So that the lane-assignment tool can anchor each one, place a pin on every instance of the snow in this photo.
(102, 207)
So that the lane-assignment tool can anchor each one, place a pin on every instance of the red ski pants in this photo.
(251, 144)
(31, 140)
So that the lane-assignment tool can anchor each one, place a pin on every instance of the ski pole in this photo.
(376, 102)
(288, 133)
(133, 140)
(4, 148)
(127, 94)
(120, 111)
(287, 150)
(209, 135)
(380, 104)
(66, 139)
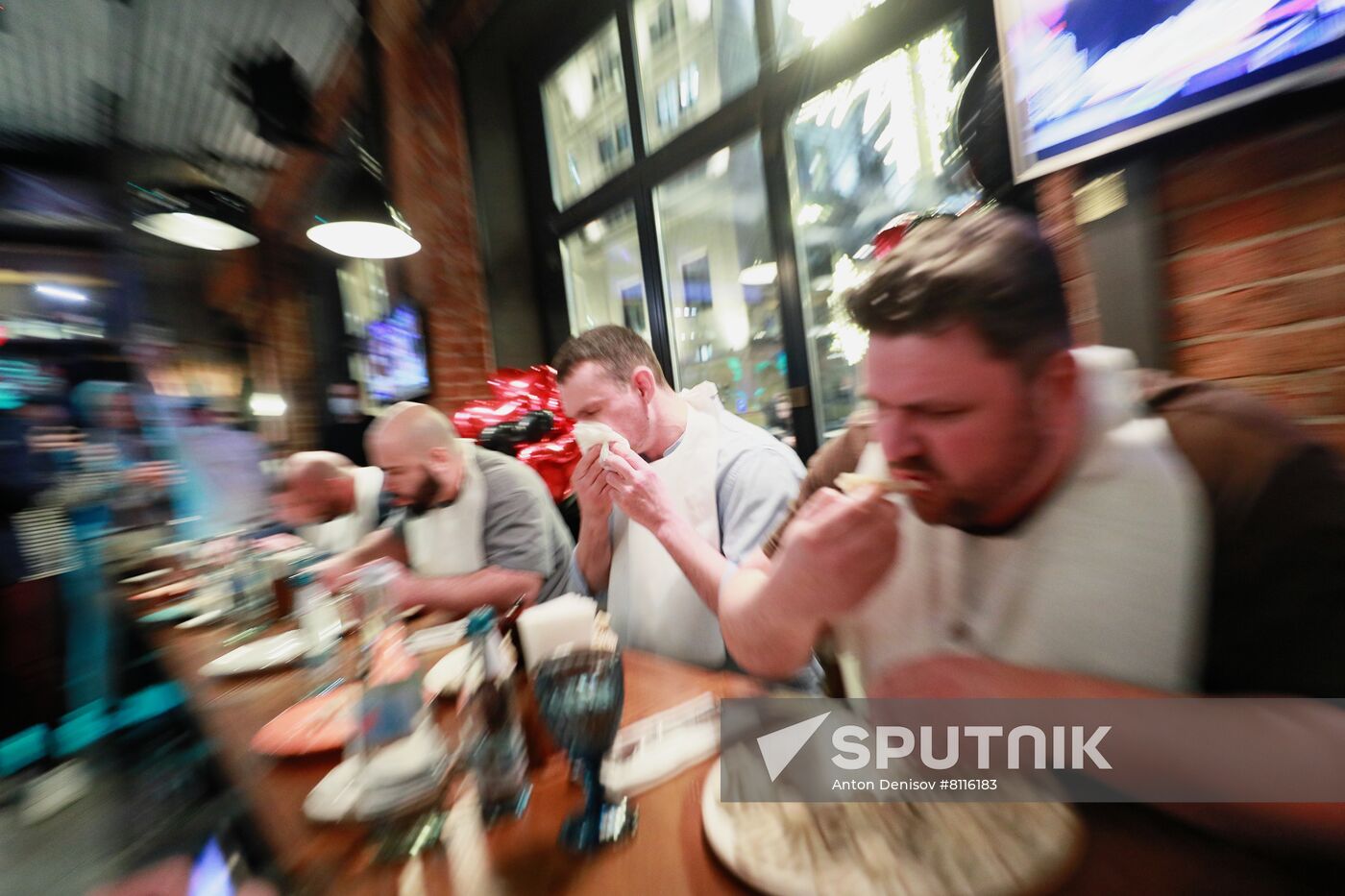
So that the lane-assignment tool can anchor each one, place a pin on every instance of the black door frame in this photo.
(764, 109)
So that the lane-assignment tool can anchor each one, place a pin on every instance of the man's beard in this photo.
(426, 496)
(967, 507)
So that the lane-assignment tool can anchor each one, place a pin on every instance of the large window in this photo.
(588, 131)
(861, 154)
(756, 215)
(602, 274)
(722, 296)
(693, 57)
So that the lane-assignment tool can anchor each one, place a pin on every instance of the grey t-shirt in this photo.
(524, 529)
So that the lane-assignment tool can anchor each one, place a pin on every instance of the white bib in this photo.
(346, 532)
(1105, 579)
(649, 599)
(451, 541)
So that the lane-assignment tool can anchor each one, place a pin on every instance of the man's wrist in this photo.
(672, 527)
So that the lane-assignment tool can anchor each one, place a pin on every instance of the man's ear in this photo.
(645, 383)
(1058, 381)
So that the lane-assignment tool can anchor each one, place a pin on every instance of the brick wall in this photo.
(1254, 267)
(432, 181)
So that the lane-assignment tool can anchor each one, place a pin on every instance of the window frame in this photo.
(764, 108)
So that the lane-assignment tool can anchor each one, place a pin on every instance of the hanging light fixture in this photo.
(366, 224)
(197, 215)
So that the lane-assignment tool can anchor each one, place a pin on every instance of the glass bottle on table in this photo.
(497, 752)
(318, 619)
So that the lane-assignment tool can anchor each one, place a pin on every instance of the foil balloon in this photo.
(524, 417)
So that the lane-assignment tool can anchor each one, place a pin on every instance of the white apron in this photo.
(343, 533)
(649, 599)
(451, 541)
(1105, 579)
+ + + + + + +
**Aim of the exercise**
What this calls for is a word-for-word copy of the listing above, pictures excluded.

**Output of the exercise**
So that the lane-assignment tool can anchor each one, place a pin on every instance of the snow in this photo.
(102, 207)
So that the lane-assignment tool can anchor each one, place a pin on every instance of the red ski pants in this photo.
(251, 144)
(31, 140)
So that the lane-assignment tool can anchor each one, place a pin on every instance of the ski pole in this photo.
(376, 102)
(288, 133)
(133, 140)
(4, 148)
(127, 94)
(120, 111)
(287, 150)
(209, 135)
(380, 104)
(66, 139)
So that the lane-assignment tool can anchor each one, place a pin on every instance of the black door frame in this photo.
(764, 109)
So that the lane-assignment tool can anchor each one, place a pin on every instance of the man's beard in this photo.
(426, 496)
(967, 507)
So that the lane-assignment tool can anchor each one, place a pin on every instance of the large window in this photo.
(588, 131)
(861, 154)
(756, 215)
(602, 274)
(722, 296)
(693, 57)
So that the lane-assignment tool can anchor each one, place a pin on every instance of the grey t-shirt in this photo.
(524, 529)
So that the lane-assignment tool can anchor each one, place a pin on every instance of the white bib in this photo.
(346, 532)
(1105, 579)
(649, 599)
(451, 541)
So that the lane-assignment tool can anchor each one, place a pin on every instance of the man's wrist in this photo.
(672, 527)
So that the lane-assignment tool can anchor each one, place a pin on every instance of the man's ear in this photo.
(645, 383)
(1058, 381)
So that the lane-assignment tool can anchor each one, place a pin on every instance of the brick wall in this photo.
(1254, 267)
(432, 181)
So that the lane-assignment tool can anchor each one, place a pin on every instance of the window frame in this photo.
(764, 108)
So that the lane-assignment tool can anchor each one, place a pin on every instance of the hanging light fixture in this photo.
(366, 224)
(197, 215)
So that the lane-assignment tool can anchor each one, place a pin on every instance of the glass bottle on table in this photo.
(497, 752)
(318, 619)
So that the lane-assignment tool can anchor each one, place a pin on every instance of the foil balloon in this photo.
(524, 417)
So that the lane-assignment tool can anchor each one, place a pin on every instance of the white apron in this photo.
(343, 533)
(649, 599)
(451, 541)
(1105, 579)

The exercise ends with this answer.